* **Written request**:
Arrange every line of the records below as a Markdown table with two columns, Row and Line, numbering the rows in order and leaving out blank lines.

--------------------------------

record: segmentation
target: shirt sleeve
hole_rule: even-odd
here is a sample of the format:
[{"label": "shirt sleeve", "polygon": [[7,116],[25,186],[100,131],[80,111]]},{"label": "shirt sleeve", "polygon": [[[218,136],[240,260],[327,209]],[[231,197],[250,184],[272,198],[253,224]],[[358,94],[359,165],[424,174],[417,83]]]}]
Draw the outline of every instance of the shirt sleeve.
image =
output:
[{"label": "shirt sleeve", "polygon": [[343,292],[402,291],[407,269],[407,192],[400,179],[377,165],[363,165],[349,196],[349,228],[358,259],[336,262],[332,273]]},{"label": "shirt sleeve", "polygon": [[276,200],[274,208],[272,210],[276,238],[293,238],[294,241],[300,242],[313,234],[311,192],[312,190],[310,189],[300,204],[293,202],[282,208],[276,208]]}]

--------------------------------

* **Task output**:
| Row | Line |
|---|---|
| 1 | record: segmentation |
| 2 | target: shirt sleeve |
| 3 | hole_rule: even-odd |
| 4 | here is a sample of the format: |
| 5 | [{"label": "shirt sleeve", "polygon": [[7,116],[25,186],[100,131],[80,111]]},{"label": "shirt sleeve", "polygon": [[[218,136],[240,260],[327,209]],[[231,197],[250,184],[272,198],[253,224]],[[358,94],[359,165],[424,174],[417,83]]]}] |
| 6 | Draw the outline of every instance of the shirt sleeve. |
| 7 | image = |
| 8 | output: |
| 9 | [{"label": "shirt sleeve", "polygon": [[343,292],[402,291],[407,269],[407,192],[400,179],[377,165],[363,165],[349,196],[349,228],[358,259],[336,262],[332,273]]},{"label": "shirt sleeve", "polygon": [[276,200],[274,208],[272,210],[276,238],[293,238],[294,241],[300,242],[313,234],[311,192],[312,190],[310,189],[300,204],[293,202],[282,208],[276,208]]}] |